Convert every line of the material below into a numbered list, omitting blank lines and leaving out the pictures.

+-------+

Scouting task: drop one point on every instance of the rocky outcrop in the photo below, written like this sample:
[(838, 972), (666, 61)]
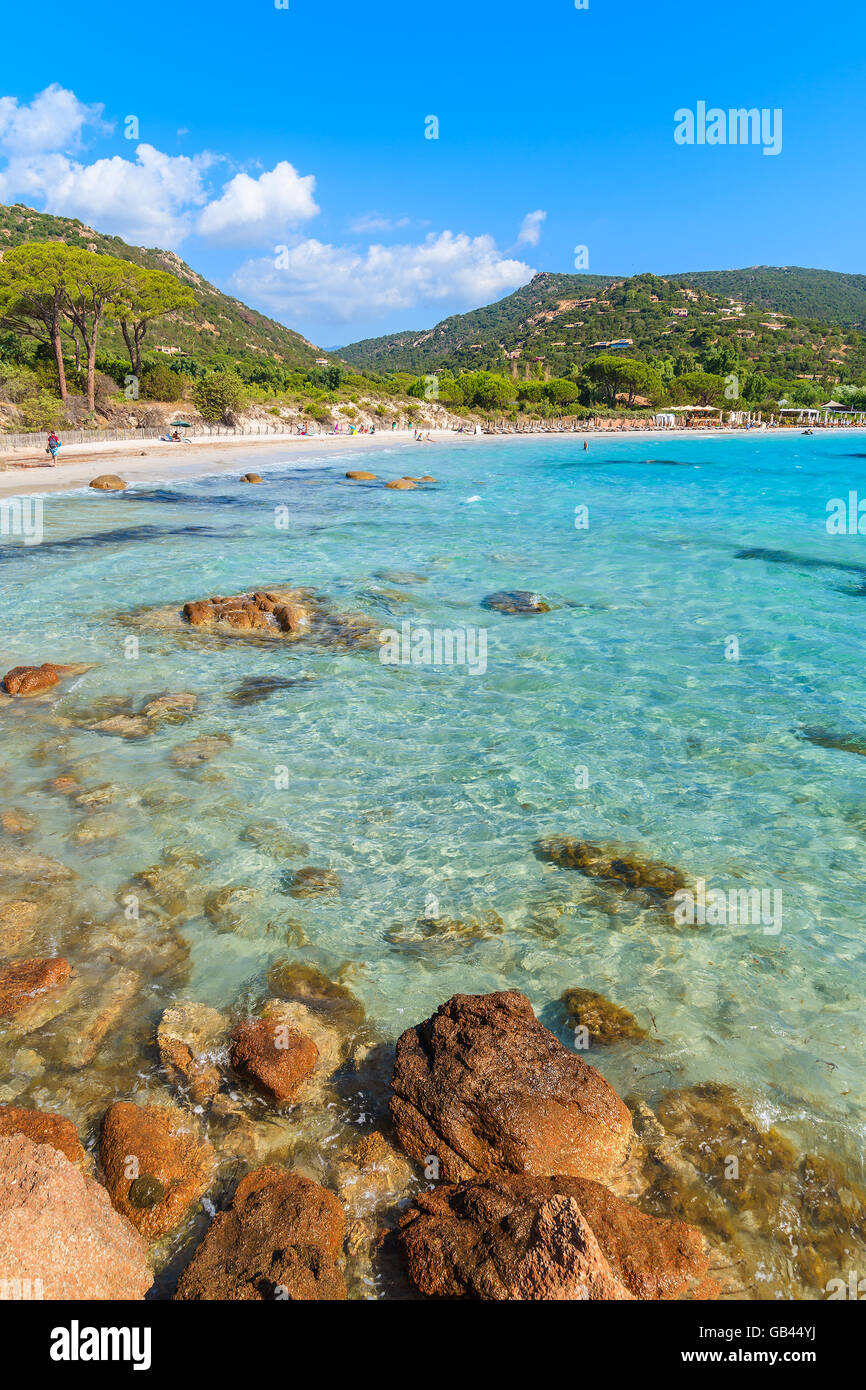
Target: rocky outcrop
[(192, 1039), (546, 1239), (280, 1240), (485, 1089), (612, 865), (516, 601), (274, 1055), (107, 483), (41, 1127), (605, 1022), (24, 982), (59, 1226), (156, 1166)]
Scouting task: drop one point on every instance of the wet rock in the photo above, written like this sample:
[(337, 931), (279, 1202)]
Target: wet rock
[(109, 483), (200, 751), (309, 881), (274, 1055), (485, 1089), (256, 688), (25, 982), (230, 908), (170, 709), (32, 680), (160, 1144), (59, 1226), (545, 1239), (41, 1127), (293, 980), (280, 1240), (605, 1022), (612, 863), (192, 1040), (124, 726), (516, 601)]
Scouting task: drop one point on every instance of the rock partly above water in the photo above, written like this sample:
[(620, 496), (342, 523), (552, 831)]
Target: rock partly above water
[(487, 1089), (516, 601), (54, 1130), (545, 1239), (59, 1226), (154, 1162), (281, 1240)]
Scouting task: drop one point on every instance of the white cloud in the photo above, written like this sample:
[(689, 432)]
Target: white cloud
[(259, 209), (530, 228), (145, 200), (338, 284), (52, 121), (376, 223)]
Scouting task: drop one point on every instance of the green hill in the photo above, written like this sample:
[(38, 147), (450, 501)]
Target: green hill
[(558, 323), (218, 327)]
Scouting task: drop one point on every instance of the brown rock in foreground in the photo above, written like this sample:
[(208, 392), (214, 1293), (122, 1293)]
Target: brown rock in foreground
[(545, 1239), (22, 982), (281, 1240), (154, 1164), (485, 1089), (107, 483), (41, 1127), (274, 1055), (59, 1226)]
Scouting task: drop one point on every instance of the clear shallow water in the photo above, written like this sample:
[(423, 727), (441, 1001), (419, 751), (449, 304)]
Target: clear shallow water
[(412, 781)]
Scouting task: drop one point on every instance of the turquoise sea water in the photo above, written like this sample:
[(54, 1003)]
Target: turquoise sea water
[(414, 781)]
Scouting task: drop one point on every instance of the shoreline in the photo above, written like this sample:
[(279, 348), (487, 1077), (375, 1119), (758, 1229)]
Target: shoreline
[(20, 477)]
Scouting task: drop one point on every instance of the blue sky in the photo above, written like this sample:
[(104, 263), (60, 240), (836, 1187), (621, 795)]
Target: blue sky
[(282, 152)]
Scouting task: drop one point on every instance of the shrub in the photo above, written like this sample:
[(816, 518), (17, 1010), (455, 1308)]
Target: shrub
[(218, 392)]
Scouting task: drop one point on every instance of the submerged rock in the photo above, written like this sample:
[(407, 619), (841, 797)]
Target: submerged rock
[(109, 483), (605, 1022), (310, 881), (59, 1226), (523, 1237), (192, 1040), (159, 1144), (42, 1127), (273, 1054), (280, 1240), (32, 680), (485, 1089), (516, 601), (612, 863), (24, 982)]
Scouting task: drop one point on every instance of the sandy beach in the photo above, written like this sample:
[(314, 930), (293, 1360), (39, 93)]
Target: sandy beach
[(22, 473)]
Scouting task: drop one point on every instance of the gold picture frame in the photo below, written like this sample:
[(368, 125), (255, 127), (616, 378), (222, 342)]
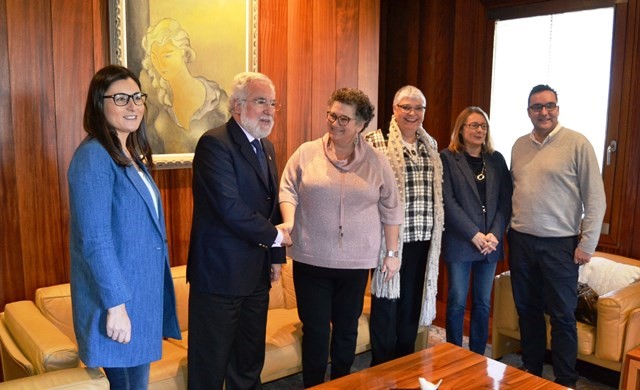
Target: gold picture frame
[(216, 39)]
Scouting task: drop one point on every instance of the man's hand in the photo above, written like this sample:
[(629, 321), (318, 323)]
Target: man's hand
[(286, 228), (581, 257), (286, 238), (118, 324), (276, 270)]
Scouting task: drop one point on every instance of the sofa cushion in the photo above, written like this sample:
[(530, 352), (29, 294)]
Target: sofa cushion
[(55, 304), (586, 339), (167, 372), (288, 288), (40, 341), (181, 288), (283, 344), (604, 275), (276, 295)]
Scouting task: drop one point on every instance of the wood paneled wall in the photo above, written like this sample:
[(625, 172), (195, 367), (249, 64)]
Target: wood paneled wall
[(49, 50)]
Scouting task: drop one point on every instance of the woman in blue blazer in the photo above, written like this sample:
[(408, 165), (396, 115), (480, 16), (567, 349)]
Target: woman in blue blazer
[(477, 206), (121, 286)]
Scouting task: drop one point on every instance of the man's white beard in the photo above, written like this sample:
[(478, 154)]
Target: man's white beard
[(253, 126)]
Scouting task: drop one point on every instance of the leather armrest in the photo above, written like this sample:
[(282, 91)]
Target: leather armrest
[(632, 334), (14, 363), (73, 378), (613, 314), (44, 345)]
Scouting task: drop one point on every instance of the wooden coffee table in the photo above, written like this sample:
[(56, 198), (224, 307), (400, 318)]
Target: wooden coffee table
[(457, 367)]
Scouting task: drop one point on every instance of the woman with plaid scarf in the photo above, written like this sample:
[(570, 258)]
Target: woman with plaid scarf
[(408, 300)]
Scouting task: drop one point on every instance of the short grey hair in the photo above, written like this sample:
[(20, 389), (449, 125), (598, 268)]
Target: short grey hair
[(409, 91), (240, 86)]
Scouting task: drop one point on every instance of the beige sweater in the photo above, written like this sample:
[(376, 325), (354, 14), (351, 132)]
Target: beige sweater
[(340, 207), (557, 188)]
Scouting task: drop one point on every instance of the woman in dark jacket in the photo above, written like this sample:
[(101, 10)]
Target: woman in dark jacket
[(121, 285), (477, 202)]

+-------+

--- FINISHED EXERCISE ---
1. Scouting task: drop one point on every instance of the rocky outcrop in the photo below, written like this sample:
2. [(838, 972), (666, 61)]
3. Target: rocky outcrop
4. [(192, 1039), (546, 1239), (280, 1240), (485, 1089), (612, 865), (516, 601), (274, 1055), (107, 483), (41, 1127), (605, 1022), (24, 982), (59, 1226), (156, 1166)]
5. Scouting task: drop one point on every instance of the wet rock in the photo above, written like this sample:
6. [(337, 931), (279, 1202)]
7. Target: wet rock
8. [(109, 483), (200, 751), (309, 881), (274, 1055), (485, 1089), (256, 688), (25, 982), (230, 908), (170, 709), (32, 680), (160, 1144), (59, 1226), (545, 1239), (41, 1127), (293, 980), (280, 1240), (605, 1022), (612, 863), (192, 1040), (124, 726), (516, 601)]
9. Scouting task: drop one point on every instance of the rock partly above water in the photo above, written like this sample:
10. [(620, 496), (342, 523), (552, 831)]
11. Target: rock partly above water
12. [(487, 1089), (516, 601), (54, 1130), (545, 1239), (59, 1226), (154, 1162), (281, 1240)]
13. Scouting task: drop one point on every instance of the white cloud in the photo above, written like this sample:
14. [(689, 432)]
15. Target: white cloud
16. [(259, 209), (530, 228), (145, 200), (338, 284), (52, 121), (376, 223)]
17. Scouting task: drop one point on every instance of the green hill in the photo above, written like this sample:
18. [(38, 147), (450, 501)]
19. Target: green hill
20. [(558, 323), (218, 327)]
21. Scouting task: drop one point on every instance of the brown rock in foreground in the photo above, written like this sample:
22. [(208, 392), (214, 1293), (122, 1293)]
23. Target: brown rock in foreground
24. [(545, 1239), (22, 982), (281, 1240), (154, 1164), (485, 1089), (107, 483), (41, 1127), (274, 1055), (59, 1226)]
25. Scouting task: drop one point on every instance of the clear shallow water in the photo above, written like this sample:
26. [(423, 727), (441, 1001), (419, 751), (449, 304)]
27. Target: clear shallow water
28. [(412, 781)]
29. Scouting task: drop one point on every instance of the turquoise sea water in the photo above, written like this sample:
30. [(54, 1003)]
31. Target: turquoise sea water
32. [(414, 781)]
33. Scouting task: drop one point on every instance of the shoreline in the photo above, written like this sample:
34. [(279, 348), (487, 1077), (375, 1119), (758, 1229)]
35. Target: shoreline
36. [(20, 477)]
37. Scouting task: drop one point on every instance of the blue sky in the photo above, written like this sample:
38. [(104, 263), (60, 240), (836, 1187), (621, 795)]
39. Target: blue sky
40. [(282, 152)]
41. Scouting task: drop one point on every instance of the shrub in the photo above, written like this sample:
42. [(816, 518), (17, 1010), (455, 1308)]
43. Target: shrub
44. [(218, 392)]
45. Scouting task: drop one point on every instance of the submerged rock in the photo above, written like this sample:
46. [(407, 619), (841, 797)]
47. Target: submerged rock
48. [(109, 483), (605, 1022), (310, 881), (59, 1226), (523, 1237), (192, 1040), (159, 1144), (42, 1127), (273, 1054), (280, 1240), (32, 680), (485, 1089), (516, 601), (612, 863), (24, 982)]
49. Scouting task: drop one point on every instance of the sandy beach in the photo above, written like this sample:
50. [(314, 930), (293, 1360), (39, 93)]
51. Target: sandy beach
52. [(22, 473)]
53. Scouting task: drop one point on every instance of the gold picture frame in the photo below, written like this sample:
54. [(368, 125), (255, 127), (616, 378), (222, 342)]
55. Target: gold picture frame
56. [(216, 39)]
57. Scouting task: drop one point on every instance of the man's hand in the photo above, written like this sample:
58. [(629, 321), (318, 323)]
59. Target: man's hand
60. [(286, 228), (581, 257), (286, 238), (118, 324), (276, 270)]
61. Scouting task: drop one point on every instance of the sofa cushion in the photo above, written like this sample:
62. [(530, 352), (29, 294)]
63. Target: sofa cushion
64. [(55, 304), (586, 339), (167, 372), (288, 288), (40, 341), (181, 288), (283, 344), (604, 275), (276, 295)]
65. Scouting task: drop one point on every instance of the wood paneled wall in the photo above, written like this sample:
66. [(625, 172), (195, 367), (249, 64)]
67. Target: wood paneled wall
68. [(49, 50)]
69. Scouting task: drop one point on every instance of the woman in blue blazer in the photo above, written like this sample:
70. [(408, 165), (396, 115), (480, 16), (567, 349)]
71. Target: woman in blue blazer
72. [(477, 206), (121, 286)]
73. Scouting task: drop one point on every instance of the man's white beard in the photo above, written like this sample:
74. [(478, 154)]
75. Target: man's white beard
76. [(253, 126)]
77. Scouting task: drop one point on every instance of the leather armrest in the photo above, written like this sample:
78. [(282, 91)]
79. Target: leather armrest
80. [(632, 334), (14, 363), (73, 378), (613, 314), (44, 345)]
81. Scouting task: drop one point on every instance of the wooden coffee table in the photo above, written like this sample:
82. [(56, 198), (224, 307), (400, 318)]
83. Target: wooden coffee table
84. [(457, 367)]
85. Scouting task: drop one point on every instance of the woman with plaid scarf in the photo above, written like this sample:
86. [(570, 258)]
87. Target: woman with plaid scarf
88. [(408, 300)]
89. Scouting task: drop one point on every instance of the short grey hair in the photo above, written like this sample:
90. [(20, 389), (449, 125), (598, 268)]
91. Target: short grey hair
92. [(409, 91), (240, 86)]
93. Scouting task: drop one point on every instance of the beige sweater in the photo above, written like this sample:
94. [(376, 325), (354, 14), (351, 132)]
95. Target: beige sweater
96. [(340, 207), (557, 188)]
97. Scouting task: drop one point on every instance of the woman in dark jacket in the photo above, written like this sample:
98. [(101, 10)]
99. Target: woman in dark jacket
100. [(121, 285), (477, 202)]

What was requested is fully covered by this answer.